#### Text ####

A routine week aboard the International Space Station took an unexpected turn after a medical issue involving a single crew member prompted NASA to pause a major operation and begin reassessing the timeline of its current mission.
The agency confirmed that the crew member is stable, but declined to provide further information, citing medical privacy requirements. Even so, the situation was serious enough for NASA to postpone what would have been the first spacewalk of 2026 and to begin reviewing whether Crew-11’s mission could end earlier than planned.
“Safely conducting our missions is our highest priority,” NASA said in a statement, adding that all scenarios are being actively evaluated. A further update is expected within 24 hours.
A spacewalk called off at the last moment
The delayed spacewalk had been scheduled for Thursday morning and would have sent two astronauts outside the orbiting laboratory for a six-and-a-half-hour operation focused on upgrading the station’s power system.

#### Data shown ####

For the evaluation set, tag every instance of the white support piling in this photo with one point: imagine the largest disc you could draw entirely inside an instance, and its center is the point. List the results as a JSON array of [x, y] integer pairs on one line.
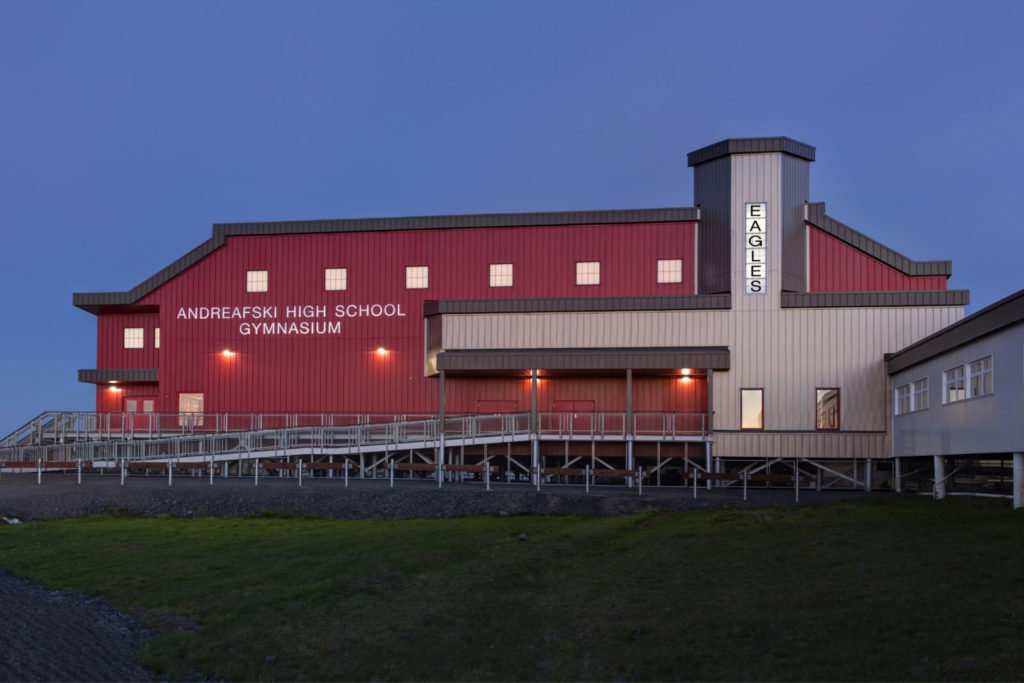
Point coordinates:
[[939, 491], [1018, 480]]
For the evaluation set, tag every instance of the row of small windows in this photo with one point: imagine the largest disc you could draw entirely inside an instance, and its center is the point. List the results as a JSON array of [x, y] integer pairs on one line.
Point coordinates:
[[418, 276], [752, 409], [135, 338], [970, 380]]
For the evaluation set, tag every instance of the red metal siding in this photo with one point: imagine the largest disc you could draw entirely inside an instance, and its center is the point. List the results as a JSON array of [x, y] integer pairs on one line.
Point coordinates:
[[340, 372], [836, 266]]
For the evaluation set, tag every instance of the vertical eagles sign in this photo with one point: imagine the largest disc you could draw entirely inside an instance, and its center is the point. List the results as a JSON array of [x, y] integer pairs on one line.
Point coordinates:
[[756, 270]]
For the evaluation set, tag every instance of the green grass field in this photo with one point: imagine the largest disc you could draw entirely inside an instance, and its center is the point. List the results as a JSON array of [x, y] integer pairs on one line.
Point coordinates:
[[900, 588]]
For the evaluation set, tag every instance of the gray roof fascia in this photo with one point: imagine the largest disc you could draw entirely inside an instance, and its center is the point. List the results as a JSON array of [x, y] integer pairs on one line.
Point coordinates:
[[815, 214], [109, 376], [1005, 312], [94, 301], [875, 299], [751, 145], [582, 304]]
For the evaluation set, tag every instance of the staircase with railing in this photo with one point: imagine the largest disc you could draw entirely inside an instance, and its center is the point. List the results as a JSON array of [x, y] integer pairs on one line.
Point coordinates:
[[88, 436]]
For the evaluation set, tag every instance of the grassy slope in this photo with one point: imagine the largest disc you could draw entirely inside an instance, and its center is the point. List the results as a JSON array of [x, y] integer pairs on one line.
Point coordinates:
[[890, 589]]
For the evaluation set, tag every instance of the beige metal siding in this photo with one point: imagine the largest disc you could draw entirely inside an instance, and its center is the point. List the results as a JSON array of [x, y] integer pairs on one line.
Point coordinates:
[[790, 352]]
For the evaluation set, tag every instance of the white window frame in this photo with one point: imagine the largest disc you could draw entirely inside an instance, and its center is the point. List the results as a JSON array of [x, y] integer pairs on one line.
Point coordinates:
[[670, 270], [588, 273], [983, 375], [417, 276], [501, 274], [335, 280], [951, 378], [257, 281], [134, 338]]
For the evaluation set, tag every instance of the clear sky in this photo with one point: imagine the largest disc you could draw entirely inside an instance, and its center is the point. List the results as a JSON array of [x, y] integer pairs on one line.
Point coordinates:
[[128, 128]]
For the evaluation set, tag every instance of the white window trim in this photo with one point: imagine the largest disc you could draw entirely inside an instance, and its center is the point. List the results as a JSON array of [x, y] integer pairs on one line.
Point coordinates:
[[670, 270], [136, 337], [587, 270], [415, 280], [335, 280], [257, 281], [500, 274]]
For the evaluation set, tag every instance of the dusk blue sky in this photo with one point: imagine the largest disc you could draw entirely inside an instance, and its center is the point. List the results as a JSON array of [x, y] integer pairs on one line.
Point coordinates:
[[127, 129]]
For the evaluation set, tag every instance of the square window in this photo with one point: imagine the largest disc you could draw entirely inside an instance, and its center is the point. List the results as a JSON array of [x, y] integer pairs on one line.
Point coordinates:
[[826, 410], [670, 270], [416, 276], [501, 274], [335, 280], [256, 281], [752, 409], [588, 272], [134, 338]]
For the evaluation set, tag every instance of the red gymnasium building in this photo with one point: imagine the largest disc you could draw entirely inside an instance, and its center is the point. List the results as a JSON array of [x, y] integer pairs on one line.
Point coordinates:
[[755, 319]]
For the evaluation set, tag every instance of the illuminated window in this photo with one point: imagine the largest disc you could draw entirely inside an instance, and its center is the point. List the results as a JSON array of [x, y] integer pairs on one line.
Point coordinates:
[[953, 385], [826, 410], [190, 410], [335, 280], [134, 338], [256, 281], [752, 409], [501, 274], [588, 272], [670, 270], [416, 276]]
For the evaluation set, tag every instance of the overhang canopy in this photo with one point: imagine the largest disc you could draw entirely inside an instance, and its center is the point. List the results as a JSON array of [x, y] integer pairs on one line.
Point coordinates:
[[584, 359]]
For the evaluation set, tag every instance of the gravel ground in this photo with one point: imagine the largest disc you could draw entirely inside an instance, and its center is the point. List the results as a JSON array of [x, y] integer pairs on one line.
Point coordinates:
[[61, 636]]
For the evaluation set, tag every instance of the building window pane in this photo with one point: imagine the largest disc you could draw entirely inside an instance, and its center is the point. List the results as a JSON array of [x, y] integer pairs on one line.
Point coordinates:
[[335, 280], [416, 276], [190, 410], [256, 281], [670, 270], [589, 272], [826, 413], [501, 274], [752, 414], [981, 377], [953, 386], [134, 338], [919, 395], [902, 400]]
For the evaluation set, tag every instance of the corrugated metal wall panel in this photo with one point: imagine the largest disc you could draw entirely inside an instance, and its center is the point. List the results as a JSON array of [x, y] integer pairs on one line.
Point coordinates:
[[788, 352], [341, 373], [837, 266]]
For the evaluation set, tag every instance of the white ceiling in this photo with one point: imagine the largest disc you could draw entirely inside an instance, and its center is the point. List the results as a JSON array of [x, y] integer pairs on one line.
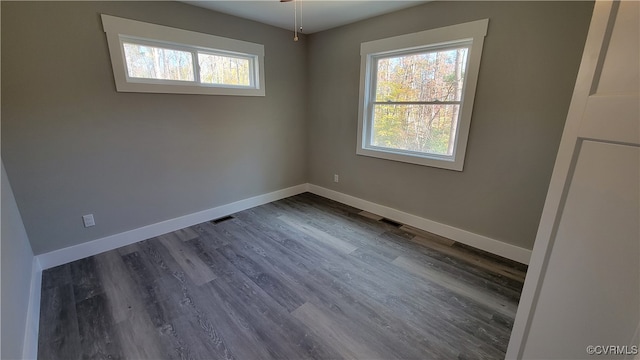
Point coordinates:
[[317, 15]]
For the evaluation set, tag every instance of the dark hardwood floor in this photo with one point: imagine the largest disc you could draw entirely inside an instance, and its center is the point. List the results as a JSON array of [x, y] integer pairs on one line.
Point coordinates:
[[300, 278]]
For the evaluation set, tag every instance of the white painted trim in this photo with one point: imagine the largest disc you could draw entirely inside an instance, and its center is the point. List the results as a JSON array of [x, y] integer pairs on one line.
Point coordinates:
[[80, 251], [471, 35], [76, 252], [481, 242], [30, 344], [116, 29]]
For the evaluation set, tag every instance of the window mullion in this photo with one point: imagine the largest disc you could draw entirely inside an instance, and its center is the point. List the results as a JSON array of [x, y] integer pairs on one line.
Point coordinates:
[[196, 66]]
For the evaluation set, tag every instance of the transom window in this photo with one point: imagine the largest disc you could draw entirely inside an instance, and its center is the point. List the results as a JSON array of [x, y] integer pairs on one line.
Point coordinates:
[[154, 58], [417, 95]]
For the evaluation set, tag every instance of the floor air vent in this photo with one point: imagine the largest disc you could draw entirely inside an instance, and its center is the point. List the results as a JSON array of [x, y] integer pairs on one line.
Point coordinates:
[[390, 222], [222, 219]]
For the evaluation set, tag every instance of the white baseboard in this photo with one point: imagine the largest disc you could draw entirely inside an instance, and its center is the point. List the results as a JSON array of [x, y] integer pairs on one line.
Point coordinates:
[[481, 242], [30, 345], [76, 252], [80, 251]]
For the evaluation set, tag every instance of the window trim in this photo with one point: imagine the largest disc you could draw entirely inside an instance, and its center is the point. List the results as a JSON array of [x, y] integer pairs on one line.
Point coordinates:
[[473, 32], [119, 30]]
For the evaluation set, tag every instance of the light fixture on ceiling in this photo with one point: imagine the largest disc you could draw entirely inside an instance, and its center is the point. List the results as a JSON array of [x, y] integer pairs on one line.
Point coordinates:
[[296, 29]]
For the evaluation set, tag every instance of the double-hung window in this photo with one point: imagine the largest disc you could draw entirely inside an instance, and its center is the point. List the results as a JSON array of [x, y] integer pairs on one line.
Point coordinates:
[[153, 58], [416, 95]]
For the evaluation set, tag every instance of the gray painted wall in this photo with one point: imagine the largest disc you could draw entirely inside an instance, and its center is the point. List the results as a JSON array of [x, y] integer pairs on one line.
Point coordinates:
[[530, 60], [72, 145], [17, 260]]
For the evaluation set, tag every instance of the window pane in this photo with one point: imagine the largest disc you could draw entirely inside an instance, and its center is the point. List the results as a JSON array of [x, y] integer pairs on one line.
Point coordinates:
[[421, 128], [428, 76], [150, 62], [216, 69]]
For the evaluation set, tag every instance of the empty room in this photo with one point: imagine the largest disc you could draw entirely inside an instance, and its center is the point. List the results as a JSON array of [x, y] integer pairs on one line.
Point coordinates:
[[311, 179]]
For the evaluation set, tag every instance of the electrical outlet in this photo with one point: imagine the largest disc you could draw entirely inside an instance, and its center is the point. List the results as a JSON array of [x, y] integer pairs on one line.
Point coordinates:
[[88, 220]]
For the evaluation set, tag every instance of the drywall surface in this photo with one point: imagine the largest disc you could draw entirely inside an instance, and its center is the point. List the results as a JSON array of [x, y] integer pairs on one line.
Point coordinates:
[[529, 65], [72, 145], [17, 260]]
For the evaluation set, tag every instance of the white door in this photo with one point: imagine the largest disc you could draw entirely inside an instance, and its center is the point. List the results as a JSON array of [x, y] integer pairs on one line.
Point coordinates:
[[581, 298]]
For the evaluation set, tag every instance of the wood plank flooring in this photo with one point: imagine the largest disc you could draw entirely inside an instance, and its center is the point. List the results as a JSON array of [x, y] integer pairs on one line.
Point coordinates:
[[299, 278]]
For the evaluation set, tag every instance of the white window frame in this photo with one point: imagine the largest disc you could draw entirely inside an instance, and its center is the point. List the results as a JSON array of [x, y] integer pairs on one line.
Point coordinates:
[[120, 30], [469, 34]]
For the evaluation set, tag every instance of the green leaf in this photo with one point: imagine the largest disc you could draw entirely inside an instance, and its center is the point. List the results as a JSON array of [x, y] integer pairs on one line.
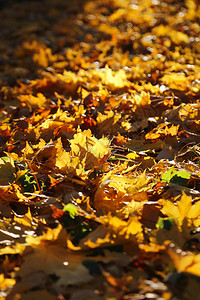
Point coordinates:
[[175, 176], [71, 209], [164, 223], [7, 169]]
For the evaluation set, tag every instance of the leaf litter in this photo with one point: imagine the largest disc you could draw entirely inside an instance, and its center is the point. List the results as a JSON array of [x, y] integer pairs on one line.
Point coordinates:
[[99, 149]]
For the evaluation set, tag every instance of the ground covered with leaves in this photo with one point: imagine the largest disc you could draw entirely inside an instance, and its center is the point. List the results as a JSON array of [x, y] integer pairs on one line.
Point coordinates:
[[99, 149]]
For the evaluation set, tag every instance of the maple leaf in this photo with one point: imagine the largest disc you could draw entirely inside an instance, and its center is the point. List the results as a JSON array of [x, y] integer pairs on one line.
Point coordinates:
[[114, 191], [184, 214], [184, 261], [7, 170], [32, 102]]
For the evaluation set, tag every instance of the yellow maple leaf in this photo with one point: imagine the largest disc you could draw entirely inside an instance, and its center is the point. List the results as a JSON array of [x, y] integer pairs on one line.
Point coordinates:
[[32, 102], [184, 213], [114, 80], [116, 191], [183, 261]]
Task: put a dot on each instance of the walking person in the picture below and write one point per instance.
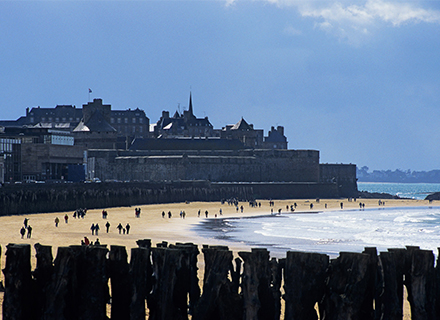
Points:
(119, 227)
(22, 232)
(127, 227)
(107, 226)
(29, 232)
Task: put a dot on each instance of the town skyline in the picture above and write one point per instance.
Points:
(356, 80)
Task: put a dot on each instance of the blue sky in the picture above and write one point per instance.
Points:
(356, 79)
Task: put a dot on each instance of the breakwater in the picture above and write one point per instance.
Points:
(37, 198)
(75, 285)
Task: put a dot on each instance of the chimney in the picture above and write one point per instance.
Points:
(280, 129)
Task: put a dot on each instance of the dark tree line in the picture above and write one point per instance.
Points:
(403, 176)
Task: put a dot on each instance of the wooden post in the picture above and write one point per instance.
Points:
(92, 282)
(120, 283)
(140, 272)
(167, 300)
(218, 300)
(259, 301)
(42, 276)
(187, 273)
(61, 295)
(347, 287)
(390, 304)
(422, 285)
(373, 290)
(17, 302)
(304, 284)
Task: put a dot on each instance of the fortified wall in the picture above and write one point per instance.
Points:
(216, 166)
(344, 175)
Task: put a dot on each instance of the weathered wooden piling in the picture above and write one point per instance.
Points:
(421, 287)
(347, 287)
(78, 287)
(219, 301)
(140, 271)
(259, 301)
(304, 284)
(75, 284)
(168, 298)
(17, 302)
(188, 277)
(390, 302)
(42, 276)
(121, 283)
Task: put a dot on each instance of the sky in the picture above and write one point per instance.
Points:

####

• **Try it**
In the space station article, rewrite the paragraph that begins "The agency confirmed that the crew member is stable" as a bulleted list that keeps its main facts.

• **Task response**
- NASA confirmed that the crew member is stable.
- Citing medical privacy requirements, the agency declined to give further information.
- The situation was serious enough for NASA to postpone what would have been the first spacewalk of 2026.
- NASA began reviewing whether Crew-11's mission could end earlier than planned.